TO DO: Please answer from the emphysematous gastritis report: what is the mortality rate among the reviewed cases?

Abstract: Emphysematous gastritis is a condition characterized by gas within the wall of the stomach and associated systemic toxicity. We report a case of emphysematous gastritis in a 43-year-old diabetic patient receiving hemodialysis and review 41 cases published since 1889. The most common predisposing factors included ingestion of corrosive substances, alcohol abuse, abdominal surgery, diabetes, and immuno-suppression. Diagnosis is based on clinical presentation of acute abdomen with associated features of systemic toxicity. The most commonly involved organisms were streptococci (nine cases), Escherichia coli (nine cases), Enterobacter species (six cases), Clostridium welchii (four cases), and Staphylococcus aureus (four cases). Computed tomography (CT) is the diagnostic procedure of choice. The mortality rate was 61% (25 of 41 patients). Gastric contractures after recovery were noted in 10% (4 of 4l patients). Antimicrobial therapy with antibiotics covering gram-negative organisms and anaerobes, and surg ery in appropriate cases may enhance survival.


Emphysematous gastritis is characterized by air in the wall of the stomach due to invasion by gas-forming microorganisms. This entity is rare, with only 41 cases reported so far in the English-language literature. Because emphysematous gastritis is a lethal condition, early diagnosis and early treatment with antibiotics and surgery are necessary to avoid adverse outcome. We report a case of emphysematous gastritis diagnosed by performing computed tomography (CT) in a patient who was receiving hemodialysis. Our case is unique because this condition has not previously been reported in a hemodialysis patient.

Case Report

A 42-year-old white woman who was receiving hemodialysis for chronic renal failure due to diabetic nephropathy was discharged to home after being treated for bacteremia caused by Staphylococcus aureus. Two days after discharge, the patient presented with upper abdominal pain and fever. She was slightly lethargic and denied any diarrhea, melena, hematochezia, nausea, vomiting, or hematemesis.

On physical examination, the patient was drowsy, with a temperature of 39 [degrees]C (102.2[degrees]F), heart rate of 92 beats/mm, and respiratory rate of 22/mm, but she was normotensive and in no acute distress. The cardiopulmonary examination was unremarkable. Abdominal examination revealed severe tenderness in the epigastrium and left upper quadrant, with no rebound, rigidity, or masses. Rectal examination showed no evidence of occult blood.

INPUT DATA:
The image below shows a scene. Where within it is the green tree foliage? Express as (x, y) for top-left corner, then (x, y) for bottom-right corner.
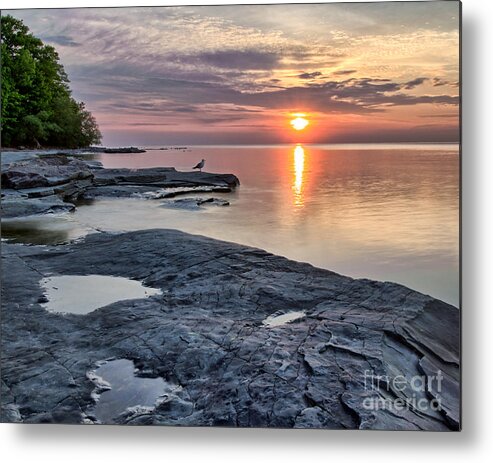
(1, 16), (101, 148)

SOLUTION FOR THIS PROBLEM: 61% (25 of 41 patients).